Tuesday 28 January 2014

Infamy, infamy, they've all got in for me!

This article featured in yesterday’s “Times”, penned by transport correspondent Philip Pank


True, the impression conveyed by these opening paragraphs is not borne out by the remainder of the article, where more statistics are referred to, but that first paragraph is not merely misleading, it is mendacious.  Poor old Kaya Burgess, by all accounts a good man and a friend to cyclists, really got it in the neck on the Twittersphere yesterday although he neither wrote the offending piece, nor had any influence in the editorial decision to run it.  That seems unfair, (although I guess no more unfair than the abuse many platform attendants and ticket inspectors get from rail passengers over the SNAFUs generated by the incompetence or greediness, or both, of their privatised rail company bosses. )

It says “motor vehicles kill five times more pedestrians than cyclists”.  Firstly, to be pedantic, it is drivers of motor vehicles who kill pedestrians:  to quote the NRA mantra from the USA “guns don’t kill people, people kill people”.  Here the wording depersonalises the offences of motorists but leaves cyclists, as people, fully open to personal opprobrium.  More importantly, to be truthful the statement should read “motor vehicles kill one hundred and forty four times more pedestrians than cyclists” (because the ratio revealed further down the article is 145:1).

The claim actually made is based on a per-mile basis of comparison:

Cyclists killed 0.27 pedestrians per billion km pedalled, compared with 1.4 pedestrians killed per billion km driven in 2012, the latest year for which figures exist

Note that this comparison is for a single year.  I have no idea whether the comparison would be more or less favourable to cyclists if, like the other stats the Times quotes, they had compared over the decade to 2012.  In any case, while it is obvious that motorists cover far more distance per annum than cyclists, and it is arguably reasonable to factor distance into the equation, in my view the comparison here is false.  The distance numbers exclude, for both cyclists and motorists, roads which are not “urban non-motorway”

Up to a point, that is a reasonable exclusion.  Neither cyclists nor pedestrians are permitted on motorways, and neither is likely to be seen in any significant numbers on non-urban trunk routes.  In fact the same is true of non-urban routes generally, as the distance penalty against pedestrians and cyclists is far greater and - counter-intuitive as it might seem - rural roads are far more dangerous for cyclists and pedestrians than urban streets.

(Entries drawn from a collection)

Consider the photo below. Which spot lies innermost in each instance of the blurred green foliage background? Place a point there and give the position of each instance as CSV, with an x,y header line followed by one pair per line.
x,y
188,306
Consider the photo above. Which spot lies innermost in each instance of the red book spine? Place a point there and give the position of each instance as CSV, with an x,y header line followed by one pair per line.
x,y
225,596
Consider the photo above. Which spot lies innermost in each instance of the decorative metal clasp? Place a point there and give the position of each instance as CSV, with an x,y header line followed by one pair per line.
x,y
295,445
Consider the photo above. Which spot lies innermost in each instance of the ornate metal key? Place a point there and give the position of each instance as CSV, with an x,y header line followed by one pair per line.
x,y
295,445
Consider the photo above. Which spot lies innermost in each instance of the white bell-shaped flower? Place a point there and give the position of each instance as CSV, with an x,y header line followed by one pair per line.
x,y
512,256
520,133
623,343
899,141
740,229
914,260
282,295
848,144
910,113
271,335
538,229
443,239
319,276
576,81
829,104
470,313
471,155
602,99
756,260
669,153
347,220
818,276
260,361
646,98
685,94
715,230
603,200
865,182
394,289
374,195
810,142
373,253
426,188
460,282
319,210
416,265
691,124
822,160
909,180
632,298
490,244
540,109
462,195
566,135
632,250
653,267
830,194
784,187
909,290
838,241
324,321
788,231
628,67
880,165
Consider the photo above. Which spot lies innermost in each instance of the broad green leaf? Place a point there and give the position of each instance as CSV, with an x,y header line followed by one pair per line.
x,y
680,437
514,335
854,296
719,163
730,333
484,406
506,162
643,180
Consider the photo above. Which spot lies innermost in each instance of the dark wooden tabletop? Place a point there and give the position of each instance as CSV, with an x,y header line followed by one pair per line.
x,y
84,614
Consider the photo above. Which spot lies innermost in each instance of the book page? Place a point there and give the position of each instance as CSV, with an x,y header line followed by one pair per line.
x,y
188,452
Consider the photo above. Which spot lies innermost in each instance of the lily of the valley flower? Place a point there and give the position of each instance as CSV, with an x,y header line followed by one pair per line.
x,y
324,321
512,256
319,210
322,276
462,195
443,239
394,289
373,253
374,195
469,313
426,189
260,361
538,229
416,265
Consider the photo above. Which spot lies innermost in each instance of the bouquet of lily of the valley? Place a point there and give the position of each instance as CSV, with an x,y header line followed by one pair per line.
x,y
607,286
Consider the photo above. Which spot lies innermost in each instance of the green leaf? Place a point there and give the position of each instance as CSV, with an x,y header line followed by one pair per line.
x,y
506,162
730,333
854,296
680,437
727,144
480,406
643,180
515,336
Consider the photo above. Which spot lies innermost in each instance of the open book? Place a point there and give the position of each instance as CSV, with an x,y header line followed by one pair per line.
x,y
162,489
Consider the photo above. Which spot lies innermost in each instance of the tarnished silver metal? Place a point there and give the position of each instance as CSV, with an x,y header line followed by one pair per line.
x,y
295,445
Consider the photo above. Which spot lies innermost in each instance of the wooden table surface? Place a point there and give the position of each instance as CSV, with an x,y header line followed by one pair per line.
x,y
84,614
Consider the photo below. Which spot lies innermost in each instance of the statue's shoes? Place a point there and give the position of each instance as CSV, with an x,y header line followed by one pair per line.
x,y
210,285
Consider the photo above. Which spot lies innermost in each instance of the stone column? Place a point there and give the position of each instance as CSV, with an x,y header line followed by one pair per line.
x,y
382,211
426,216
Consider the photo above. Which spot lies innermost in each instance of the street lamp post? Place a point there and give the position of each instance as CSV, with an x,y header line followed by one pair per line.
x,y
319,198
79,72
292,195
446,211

* _What is expected_:
Rewrite the paragraph of the blog post above that begins "Up to a point" as a short bulleted list that keeps its main facts.

* _Solution_:
- The writer sees the exclusion of roads other than urban non-motorway ones as reasonable only up to a point.
- Cyclists and pedestrians are not permitted on motorways.
- Neither group is likely to be seen in significant numbers on non-urban trunk routes, or on non-urban routes generally, because the distance penalty against them is far greater there.
- Counter-intuitive as it may seem, rural roads are far more dangerous for cyclists and pedestrians than urban streets.